• **What is needed**: Arrange every line of the listing below as a Markdown table with the columns Row and Line. Number the rows in order and leave out blank lines.

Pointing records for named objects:
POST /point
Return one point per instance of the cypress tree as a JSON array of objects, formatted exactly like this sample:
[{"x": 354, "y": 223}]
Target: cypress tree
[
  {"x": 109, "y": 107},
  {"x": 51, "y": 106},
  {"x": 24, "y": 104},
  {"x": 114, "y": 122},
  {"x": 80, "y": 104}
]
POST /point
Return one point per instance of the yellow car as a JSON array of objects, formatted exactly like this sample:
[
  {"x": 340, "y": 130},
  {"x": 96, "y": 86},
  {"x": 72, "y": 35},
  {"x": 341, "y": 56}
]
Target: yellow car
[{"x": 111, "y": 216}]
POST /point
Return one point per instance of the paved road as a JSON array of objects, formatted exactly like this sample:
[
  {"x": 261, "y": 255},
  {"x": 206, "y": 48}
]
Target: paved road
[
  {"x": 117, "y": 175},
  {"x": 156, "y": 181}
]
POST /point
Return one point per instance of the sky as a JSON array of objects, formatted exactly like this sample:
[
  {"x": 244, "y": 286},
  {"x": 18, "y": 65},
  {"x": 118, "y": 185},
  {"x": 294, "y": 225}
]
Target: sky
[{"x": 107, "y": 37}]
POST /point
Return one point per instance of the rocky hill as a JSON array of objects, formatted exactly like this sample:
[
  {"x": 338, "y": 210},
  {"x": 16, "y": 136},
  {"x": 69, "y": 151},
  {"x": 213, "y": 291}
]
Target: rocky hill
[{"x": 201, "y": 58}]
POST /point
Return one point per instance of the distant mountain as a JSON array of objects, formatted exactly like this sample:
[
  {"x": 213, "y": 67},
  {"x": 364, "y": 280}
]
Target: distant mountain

• **Correct result**:
| Row | Line |
|---|---|
| 1 | POST /point |
| 2 | Return one point per instance of the cypress tree as a JSON array of objects, formatted exactly like this sample: |
| 3 | [{"x": 354, "y": 223}] |
| 4 | Target: cypress tree |
| 5 | [ |
| 6 |   {"x": 109, "y": 107}, |
| 7 |   {"x": 51, "y": 106}, |
| 8 |   {"x": 24, "y": 104}, |
| 9 |   {"x": 114, "y": 122}, |
| 10 |   {"x": 80, "y": 104} |
| 11 | ] |
| 12 | POST /point |
| 13 | Return one point per instance of the yellow car as a JSON array of objects, formatted exactly like this sample: |
| 14 | [ |
| 15 |   {"x": 340, "y": 130}, |
| 16 |   {"x": 96, "y": 86}, |
| 17 |   {"x": 72, "y": 35}, |
| 18 |   {"x": 341, "y": 56} |
| 19 | ] |
| 20 | Target: yellow car |
| 21 | [{"x": 111, "y": 216}] |
| 22 | POST /point |
| 23 | Return one point per instance of the paved road as a JSON array of objects, formatted exactly like this sample: |
| 24 | [ |
| 25 |   {"x": 261, "y": 255}, |
| 26 |   {"x": 206, "y": 48} |
| 27 | ] |
| 28 | Target: paved road |
| 29 | [ |
| 30 |   {"x": 117, "y": 175}, |
| 31 |   {"x": 156, "y": 181} |
| 32 | ] |
| 33 | POST /point |
| 34 | Return one point per instance of the sky as a JSON array of objects, formatted exactly like this sample: |
| 35 | [ |
| 36 |   {"x": 244, "y": 286}, |
| 37 |   {"x": 18, "y": 65}, |
| 38 |   {"x": 118, "y": 185}, |
| 39 |   {"x": 294, "y": 225} |
| 40 | ] |
| 41 | Target: sky |
| 42 | [{"x": 107, "y": 37}] |
| 43 | POST /point |
| 44 | Return one point per instance of the rocky hill as a JSON array of objects, formatted exactly like this sample: |
| 45 | [ |
| 46 |   {"x": 338, "y": 210}, |
| 47 |   {"x": 16, "y": 136}, |
| 48 |   {"x": 69, "y": 151}, |
| 49 |   {"x": 213, "y": 291} |
| 50 | ] |
| 51 | Target: rocky hill |
| 52 | [{"x": 201, "y": 58}] |
| 53 | POST /point |
| 54 | Return one point per instance of the distant mountain as a JSON array of objects, formatted exactly like this sample: |
| 55 | [ |
| 56 |   {"x": 213, "y": 67}, |
| 57 |   {"x": 364, "y": 280} |
| 58 | ] |
| 59 | Target: distant mountain |